Text
......
In this section, the overall impression of the text and IR research being done in Japan is summarized, and then it is compared to the work being done in the United States.
The first observation is that the Japanese community of computer and information scientists working in the IR and text-related areas is smaller than the comparable communities in the United States and Europe. As a result, Japanese research in these areas tends to follow directions and initiatives begun in the United States. Individual projects are of good quality and are producing interesting technology, but progress has been somewhat impeded by a lack of a Japanese version of TREC or equivalent test collections. Although the value of recall/precision measurements is hotly debated in the IR community, there is no doubt that the culture of experiment and comparison in IR and TREC has led to significant improvements in both the understanding and performance of text access techniques. There have been some efforts to develop test collections for Japanese and this has resulted in a recent Call for Participation for IREX (Japanese Information Retrieval and Extraction Exercise, http://cs.nyu.edu/cs/projects/proteus/irex). IREX is organized by a committee of people from Japanese companies and universities, and is modeled on the TIPSTER and TREC programs. In addition, because TREC has made Chinese collections available, there have been a large number of recent papers on Chinese text retrieval.
Text-related research in Japan covers essentially the same areas as the United States, although there continues to be a strong emphasis on indexing techniques and speed. The differences that arose from the language-dependent aspects of Japanese text are rapidly disappearing.
Japanese companies appear to be focusing on developing the best commercial Asian language search systems for applications in Japanese, Chinese and Korean. There is, however, considerable competition even in this area in that considerable research and development of Chinese IR is underway in China, Singapore, Taiwan and Hong Kong, and Korea has a substantially longer history of IR research than Japan. One general criticism is that there seems to be too much reinvention of basic IR technology in Japan. Nearly every group visited was developing its own search engine (or engines). Licensing of U.S. search engines with Japanese capability such as Verity or Infoseek is limited but may increase as it is demonstrated that search technology is essentially language-independent.
......
Dataset rows

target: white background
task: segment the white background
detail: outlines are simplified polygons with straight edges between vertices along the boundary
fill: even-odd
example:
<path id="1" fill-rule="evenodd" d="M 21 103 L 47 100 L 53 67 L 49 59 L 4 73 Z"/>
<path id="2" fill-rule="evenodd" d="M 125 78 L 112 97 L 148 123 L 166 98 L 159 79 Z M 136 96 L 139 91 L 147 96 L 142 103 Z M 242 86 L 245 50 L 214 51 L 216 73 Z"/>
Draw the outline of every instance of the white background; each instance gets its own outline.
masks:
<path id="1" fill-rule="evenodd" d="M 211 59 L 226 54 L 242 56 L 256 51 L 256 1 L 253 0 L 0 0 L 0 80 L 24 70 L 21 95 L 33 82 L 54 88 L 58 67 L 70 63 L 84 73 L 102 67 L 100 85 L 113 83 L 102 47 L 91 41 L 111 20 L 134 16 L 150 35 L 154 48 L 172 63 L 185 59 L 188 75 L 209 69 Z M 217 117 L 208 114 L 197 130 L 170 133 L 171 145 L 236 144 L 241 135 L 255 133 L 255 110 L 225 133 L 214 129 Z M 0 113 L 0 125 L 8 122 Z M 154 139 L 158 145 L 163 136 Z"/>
......
Set tasks
1 – Lay out the records from their first line through the line containing "21 103 L 47" as a Markdown table with the columns No. and Line, one row per line and blank lines omitted.
2 – Proceed with the text on information retrieval research in Japan, continuing after its final sentence.
The text and the records are independent of each other.

Responses by task
1 –
| No. | Line |
|---|---|
| 1 | target: white background |
| 2 | task: segment the white background |
| 3 | detail: outlines are simplified polygons with straight edges between vertices along the boundary |
| 4 | fill: even-odd |
| 5 | example: |
| 6 | <path id="1" fill-rule="evenodd" d="M 21 103 L 47 100 L 53 67 L 49 59 L 4 73 Z"/> |

2 –
Current Japanese research and text search techniques do not offer significant benefits for English applications. The research is complementary to that being done in the United States, and the results tend to be incremental in nature. As the community of researchers in this area increases, however, we may expect to see more innovation and exploration of new ideas.
A number of groups in Japan are studying information visualization, architectures for scalable IR systems, and the application of natural language processing (NLP) techniques to IR. These are areas that could have a significant impact on the development of text-based systems. For example, the use of NLP techniques for IR has been studied in the United States for some time because of the obvious potential benefits of a system that "understands" the query better than a word-based system. Despite those potential benefits, research using quantitative evaluation based on test collections such as TREC has never demonstrated any retrieval effectiveness improvements from NLP. On the other hand, there is some evidence that language-based techniques may work better in Japanese than in English (Fujii 1997), and this may lead to a better understanding of text retrieval in general. Information visualization is another area where the opportunity exists for substantial innovation and synergy between Japanese research groups. An example of a visualization interface being developed and deployed by IBM Japan is shown in Figure 5.1.
In conclusion, the WTEC panelists' view was that text-related research in Japan has been lagging behind that of the United States and Europe, but that substantial recent investments by companies and universities in this area mean that this gap is rapidly narrowing. One should expect to see substantially more new techniques and research directions originating in Japan in the near future.

Fig. 5.1. IBM information outlining: search, extraction, categorization, and
abstraction.